Gather every line of the items below that contains the string "bird", treating uppercase and lowercase letters as different.

— Start RAW RECORDS —

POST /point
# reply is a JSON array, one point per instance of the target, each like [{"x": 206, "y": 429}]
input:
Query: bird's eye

— End RAW RECORDS —
— Start RAW RECORDS —

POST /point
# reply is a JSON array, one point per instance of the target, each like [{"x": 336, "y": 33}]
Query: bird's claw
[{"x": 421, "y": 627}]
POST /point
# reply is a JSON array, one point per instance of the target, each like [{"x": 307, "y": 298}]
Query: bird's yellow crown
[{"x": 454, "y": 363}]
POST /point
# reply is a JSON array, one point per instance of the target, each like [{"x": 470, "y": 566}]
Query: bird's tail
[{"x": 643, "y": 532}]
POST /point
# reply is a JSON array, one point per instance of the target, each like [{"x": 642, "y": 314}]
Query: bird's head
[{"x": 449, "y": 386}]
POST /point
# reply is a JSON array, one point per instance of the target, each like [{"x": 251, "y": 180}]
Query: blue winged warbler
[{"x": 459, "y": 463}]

— End RAW RECORDS —

# RESULT
Query: bird's eye
Query: bird's claw
Query: bird's yellow crown
Query: bird's tail
Query: bird's head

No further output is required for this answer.